Referring expression data
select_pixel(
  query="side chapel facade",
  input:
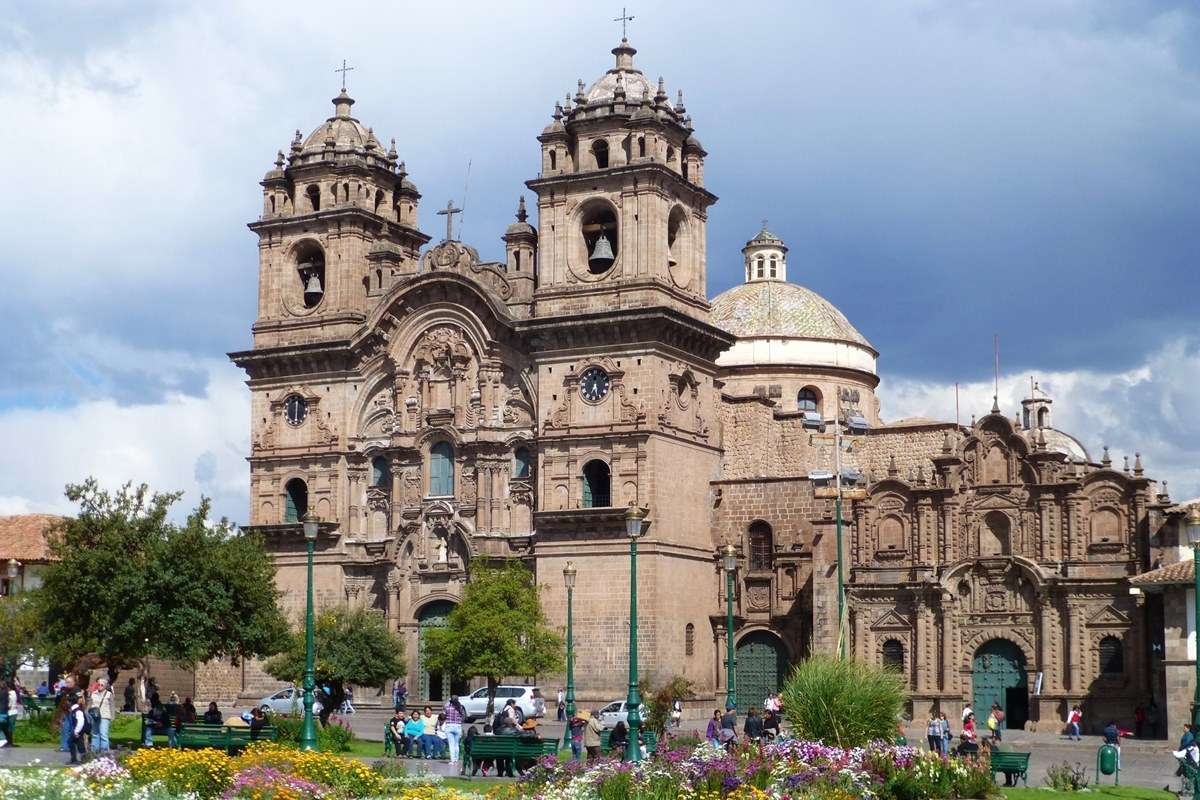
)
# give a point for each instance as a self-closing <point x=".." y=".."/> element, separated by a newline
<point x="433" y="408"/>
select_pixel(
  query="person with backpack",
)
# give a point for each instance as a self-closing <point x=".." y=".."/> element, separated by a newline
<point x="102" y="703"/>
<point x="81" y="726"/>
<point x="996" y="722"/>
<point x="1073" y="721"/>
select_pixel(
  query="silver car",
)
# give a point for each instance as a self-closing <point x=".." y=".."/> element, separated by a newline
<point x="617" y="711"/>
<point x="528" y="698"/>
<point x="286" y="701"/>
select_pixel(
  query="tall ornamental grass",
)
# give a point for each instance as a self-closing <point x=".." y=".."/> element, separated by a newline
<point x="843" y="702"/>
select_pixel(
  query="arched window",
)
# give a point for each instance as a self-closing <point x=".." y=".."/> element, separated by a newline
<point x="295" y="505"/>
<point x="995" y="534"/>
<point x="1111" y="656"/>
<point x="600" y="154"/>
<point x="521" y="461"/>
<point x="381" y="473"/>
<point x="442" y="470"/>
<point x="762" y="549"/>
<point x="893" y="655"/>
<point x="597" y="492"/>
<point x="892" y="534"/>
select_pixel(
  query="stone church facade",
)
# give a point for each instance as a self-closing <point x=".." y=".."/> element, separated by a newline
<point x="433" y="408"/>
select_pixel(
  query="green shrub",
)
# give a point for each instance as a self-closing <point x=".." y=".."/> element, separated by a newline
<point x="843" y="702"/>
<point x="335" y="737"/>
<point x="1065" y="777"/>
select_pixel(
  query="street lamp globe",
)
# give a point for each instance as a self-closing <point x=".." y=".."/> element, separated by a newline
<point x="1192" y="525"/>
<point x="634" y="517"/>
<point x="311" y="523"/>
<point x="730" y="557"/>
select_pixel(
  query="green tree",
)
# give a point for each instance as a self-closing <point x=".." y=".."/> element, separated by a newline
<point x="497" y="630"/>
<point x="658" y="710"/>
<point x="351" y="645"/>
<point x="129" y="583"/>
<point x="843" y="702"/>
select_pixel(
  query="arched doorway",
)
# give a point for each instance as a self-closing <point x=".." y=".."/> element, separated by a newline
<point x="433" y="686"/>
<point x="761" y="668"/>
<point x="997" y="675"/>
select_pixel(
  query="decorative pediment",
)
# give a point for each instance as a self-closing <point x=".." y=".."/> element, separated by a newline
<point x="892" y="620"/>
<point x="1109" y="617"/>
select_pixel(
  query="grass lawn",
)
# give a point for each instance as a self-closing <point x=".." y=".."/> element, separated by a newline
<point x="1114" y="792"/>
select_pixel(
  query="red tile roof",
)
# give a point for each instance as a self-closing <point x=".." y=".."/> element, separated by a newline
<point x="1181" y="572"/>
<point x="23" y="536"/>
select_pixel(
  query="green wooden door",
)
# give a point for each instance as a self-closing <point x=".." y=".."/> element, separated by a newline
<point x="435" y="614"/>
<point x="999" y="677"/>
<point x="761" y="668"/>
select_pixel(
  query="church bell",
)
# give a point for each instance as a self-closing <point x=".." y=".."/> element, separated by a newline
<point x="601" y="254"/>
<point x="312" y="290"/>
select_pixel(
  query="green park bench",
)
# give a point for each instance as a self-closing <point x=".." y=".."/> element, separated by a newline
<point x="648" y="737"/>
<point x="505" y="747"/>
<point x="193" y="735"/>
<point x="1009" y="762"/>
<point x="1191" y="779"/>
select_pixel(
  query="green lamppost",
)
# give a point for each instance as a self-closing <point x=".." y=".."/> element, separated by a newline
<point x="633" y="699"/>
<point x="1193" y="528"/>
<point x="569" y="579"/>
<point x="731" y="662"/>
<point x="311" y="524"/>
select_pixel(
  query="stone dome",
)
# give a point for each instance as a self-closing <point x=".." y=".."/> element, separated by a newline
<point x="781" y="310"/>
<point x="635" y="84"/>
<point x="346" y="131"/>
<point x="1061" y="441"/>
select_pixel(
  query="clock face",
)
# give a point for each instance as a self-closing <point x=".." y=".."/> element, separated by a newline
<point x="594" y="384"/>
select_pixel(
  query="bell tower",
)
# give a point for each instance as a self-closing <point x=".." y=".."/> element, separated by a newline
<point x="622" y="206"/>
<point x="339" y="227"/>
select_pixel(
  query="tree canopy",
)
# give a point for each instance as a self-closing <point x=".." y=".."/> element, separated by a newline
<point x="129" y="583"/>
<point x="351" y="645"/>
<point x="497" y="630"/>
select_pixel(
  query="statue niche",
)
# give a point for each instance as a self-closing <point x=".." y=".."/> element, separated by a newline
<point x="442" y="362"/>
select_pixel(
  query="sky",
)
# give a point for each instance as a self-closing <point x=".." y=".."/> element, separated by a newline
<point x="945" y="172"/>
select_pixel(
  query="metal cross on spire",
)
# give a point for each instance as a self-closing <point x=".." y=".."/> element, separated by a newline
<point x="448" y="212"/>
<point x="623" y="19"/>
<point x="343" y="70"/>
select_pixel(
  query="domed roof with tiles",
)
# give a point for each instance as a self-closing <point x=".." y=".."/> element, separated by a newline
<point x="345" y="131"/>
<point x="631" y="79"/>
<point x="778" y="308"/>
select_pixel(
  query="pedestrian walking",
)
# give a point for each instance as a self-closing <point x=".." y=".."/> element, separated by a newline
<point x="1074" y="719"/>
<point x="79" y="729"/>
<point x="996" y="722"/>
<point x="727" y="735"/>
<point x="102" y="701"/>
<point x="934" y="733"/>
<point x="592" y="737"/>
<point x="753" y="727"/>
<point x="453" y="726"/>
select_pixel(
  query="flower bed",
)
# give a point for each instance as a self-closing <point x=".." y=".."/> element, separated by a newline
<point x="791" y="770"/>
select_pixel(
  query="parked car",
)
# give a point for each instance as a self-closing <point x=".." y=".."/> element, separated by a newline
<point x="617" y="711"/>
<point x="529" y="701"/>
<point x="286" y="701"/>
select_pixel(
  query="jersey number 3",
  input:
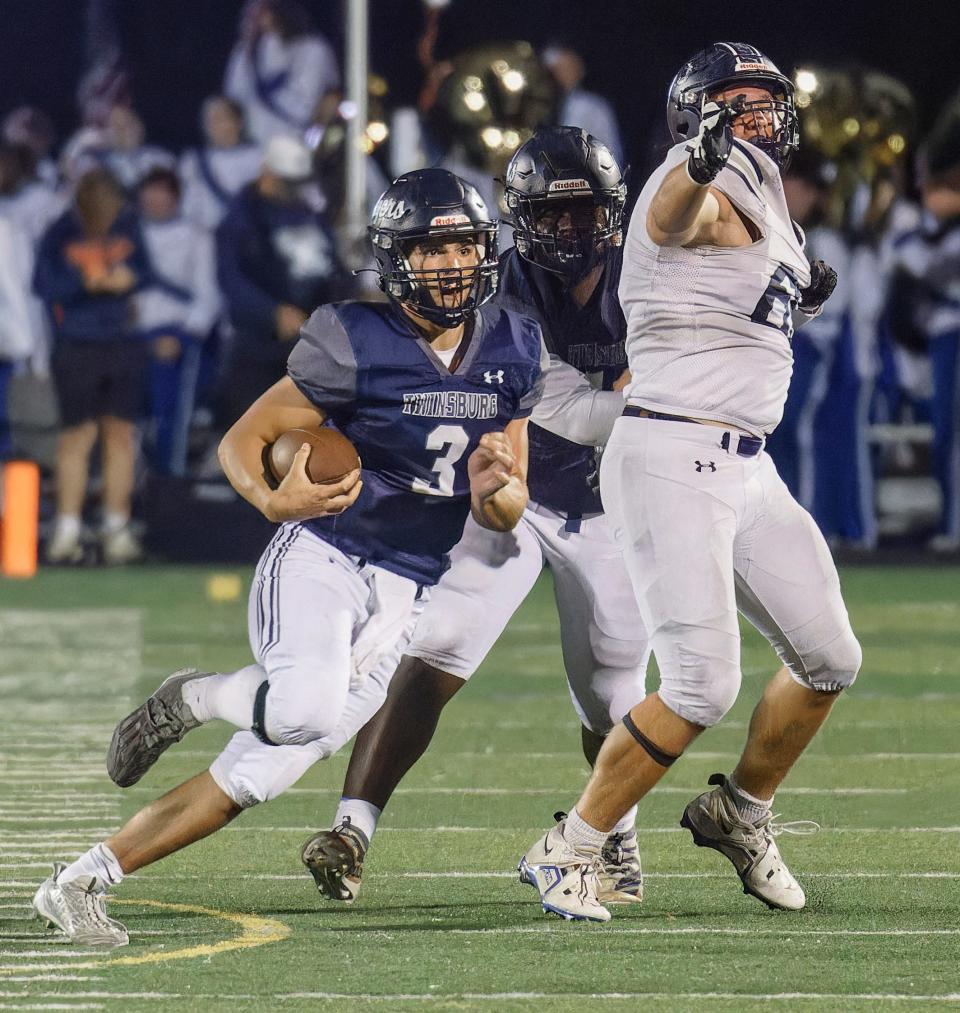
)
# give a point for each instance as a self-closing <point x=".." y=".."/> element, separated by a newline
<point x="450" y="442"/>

▶ AIM OF THE TASK: Check every line of the data for the string "church". Give the number of lines that have it, and only that.

▶ REPLY: 2